### The exercise
Repeat the following lines exactly and nothing else: the line containing "point per instance: handrail" and each line after it through the end of the listing.

* START Material provided *

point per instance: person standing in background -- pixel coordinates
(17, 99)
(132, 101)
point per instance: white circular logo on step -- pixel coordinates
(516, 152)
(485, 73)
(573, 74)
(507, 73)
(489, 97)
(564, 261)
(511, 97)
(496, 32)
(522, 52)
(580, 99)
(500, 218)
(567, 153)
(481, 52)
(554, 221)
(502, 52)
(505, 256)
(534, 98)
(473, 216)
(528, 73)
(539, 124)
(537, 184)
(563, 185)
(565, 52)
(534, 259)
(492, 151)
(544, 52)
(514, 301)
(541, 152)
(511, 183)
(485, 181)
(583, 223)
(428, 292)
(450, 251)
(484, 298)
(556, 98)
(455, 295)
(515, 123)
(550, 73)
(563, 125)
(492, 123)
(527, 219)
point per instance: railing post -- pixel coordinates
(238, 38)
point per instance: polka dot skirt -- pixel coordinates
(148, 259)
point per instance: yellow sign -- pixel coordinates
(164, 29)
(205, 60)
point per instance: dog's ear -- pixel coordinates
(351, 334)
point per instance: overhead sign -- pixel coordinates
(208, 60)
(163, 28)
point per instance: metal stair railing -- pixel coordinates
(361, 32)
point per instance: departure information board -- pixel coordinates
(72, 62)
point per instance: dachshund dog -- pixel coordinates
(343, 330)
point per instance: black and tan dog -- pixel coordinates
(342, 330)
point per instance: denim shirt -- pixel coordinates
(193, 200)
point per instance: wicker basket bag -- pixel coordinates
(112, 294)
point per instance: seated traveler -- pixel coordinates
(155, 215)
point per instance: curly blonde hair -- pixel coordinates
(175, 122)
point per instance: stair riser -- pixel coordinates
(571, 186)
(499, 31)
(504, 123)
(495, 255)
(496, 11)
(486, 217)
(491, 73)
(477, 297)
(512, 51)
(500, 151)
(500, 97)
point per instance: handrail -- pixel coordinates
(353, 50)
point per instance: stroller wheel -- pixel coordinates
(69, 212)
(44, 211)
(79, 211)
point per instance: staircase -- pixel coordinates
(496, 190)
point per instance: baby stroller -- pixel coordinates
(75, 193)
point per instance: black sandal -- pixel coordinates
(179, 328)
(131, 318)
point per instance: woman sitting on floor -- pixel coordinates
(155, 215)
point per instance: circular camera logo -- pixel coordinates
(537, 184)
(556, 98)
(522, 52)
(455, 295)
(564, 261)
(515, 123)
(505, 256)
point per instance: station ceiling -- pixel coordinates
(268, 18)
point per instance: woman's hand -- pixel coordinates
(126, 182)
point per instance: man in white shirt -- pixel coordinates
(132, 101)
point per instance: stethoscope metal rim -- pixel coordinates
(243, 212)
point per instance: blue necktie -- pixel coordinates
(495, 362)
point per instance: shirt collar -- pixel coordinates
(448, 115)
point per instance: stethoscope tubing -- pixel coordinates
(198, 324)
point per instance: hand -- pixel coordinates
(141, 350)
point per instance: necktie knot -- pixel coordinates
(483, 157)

* END Material provided *

### Finished exercise
point per instance: handrail -- pixel coordinates
(353, 50)
point per instance: stroller wheel -- pixel coordinates
(69, 212)
(44, 211)
(79, 211)
point per instance: staircase -- pixel coordinates
(496, 190)
point per instance: baby stroller -- pixel coordinates
(75, 193)
point per instance: black sandal -- pixel coordinates
(179, 328)
(131, 318)
point per instance: woman sitting on floor -- pixel coordinates
(155, 215)
point per instance: circular camera logo -- pixel coordinates
(537, 184)
(556, 98)
(522, 52)
(455, 295)
(564, 261)
(515, 123)
(505, 256)
point per instance: station ceiling -- pixel coordinates
(268, 18)
point per instance: woman's hand -- pixel coordinates
(126, 182)
point per instance: man in white shirt -- pixel coordinates
(132, 101)
point per instance: stethoscope metal rim -- pixel coordinates
(243, 212)
point per instance: blue necktie -- pixel coordinates
(495, 362)
point per instance: shirt collar -- pixel coordinates
(448, 115)
point per instance: stethoscope tubing -- pixel coordinates
(198, 324)
point per instance: hand -- pixel coordinates
(141, 350)
point per instance: necktie knot -- pixel coordinates
(483, 157)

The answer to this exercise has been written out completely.